Text segment »
▼

This tutorial aims to demonstrate the benefits of using grid search in H2O Hydrogen Torch to improve a pre-existing model. Specifically, we will focus on building and refining an image metric learning model that can effectively determine the similarity or dissimilarity between bicycle images.

By following this tutorial, you will gain a deeper understanding of how grid search can:

  1. Fine-tune and enhance models created in H2O Hydrogen Torch.
  2. Streamline and eliminate the repetitive process of creating multiple models with varying hyperparameter values.
  3. Elevate your built models in H2O Hydrogen Torch from being merely good to state-of-the-art.

Objectives

  • Understand the benefits of using grid search in H2O Hydrogen Torch to improve a pre-existing model.
  • Learn how to streamline the process of creating multiple models with varying hyperparameter values using grid search.

Prerequisites

Step 1: Import and explore dataset

For this tutorial, let's utilize the demo out-of-the-box preprocessed bicycle_image_metric_learning.zip dataset for this tutorial. The dataset contains 8,313 images of bicycles marked with their class ID. Let's import and explore the preprocessed dataset.

  1. In the H2O Hydrogen Torch navigation menu, click Import dataset.
  2. In the File name list, select bicycle_image_metric_learning.zip.
  3. Click Continue.
  4. Click Continue.
  5. Click Continue.

Now that the dataset has been imported, let's quickly explore the dataset.

  1. In the Datasets table, click bicycle_image_metric_learning.

Sample train visualization tab displaying images from the bicycle_image_metric_learning dataset

Step 2: Build model

Now, let's build the image metric learning model utilizing default hyperparameter values.

  1. Click Create experiment.
  2. In the Experiment name box, enter tutorial-2a.
  3. Click Run experiment.
    Note

    The default model scorer is the Mean Average Precision (mAP). For our model purposes, we want a validation metric value closer to 1 (indicating a perfect ability of the model to establish similarity and dissimilarity between bicycle images).

Caution

The prediction metrics in the charts from your model might differ from those discussed from this point on as a result of how training data is utilized at the start and during the model's training process.

After a few minutes, you can observed the trained model.

  1. In the Experiments table, click tutorial-2a.

After running the model with default hyperparameter values, we obtained the following final mAP score: 0.777.

Validation MAP graph with step value of 33200 and a mAP value of 0.777

Now that we have discovered the impact of default hyperparameter values, let's explore specific values we can tune to improve our model's mAP and transform our build model from a good to a state-of-the-art model.

Step 3: Identify hyperparameters to tune

When aiming to optimize a machine learning model's performance, hyperparameter tuning is a crucial step. However, there is no universally accepted sequence for tuning hyperparameters. A common approach among practitioners is to begin with the most significant hyperparameters, such as the backbone of the model. The backbone determines the pre-trained models utilized and can significantly impact the model's performance.

It is also advantageous to tune other hyperparameters in conjunction with the primary one being adjusted. For instance, when tuning the backbone, it is often beneficial to tune the learning rate simultaneously. This is because different backbones may perform optimally with varying learning rates.

▲

Challenge » Summarize the grid search tutorial in two sentences. The lines after the text come from a separate source.

Supplied data »
▼

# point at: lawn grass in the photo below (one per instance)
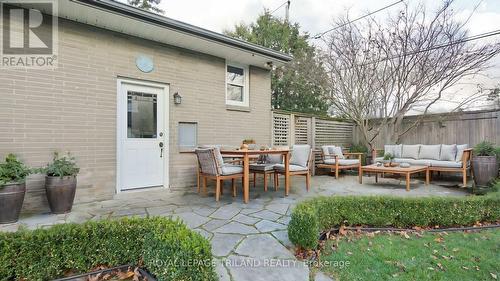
(446, 256)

▲

Reply to the exercise » The tutorial shows how grid search in H2O Hydrogen Torch can improve an existing image metric learning model that judges whether bicycle images are similar, using a preprocessed dataset of 8,313 bicycle images. A first model built with default hyperparameter values reached a final mAP score of 0.777, and the tutorial recommends tuning the most significant hyperparameters first, such as the backbone, together with related ones such as the learning rate.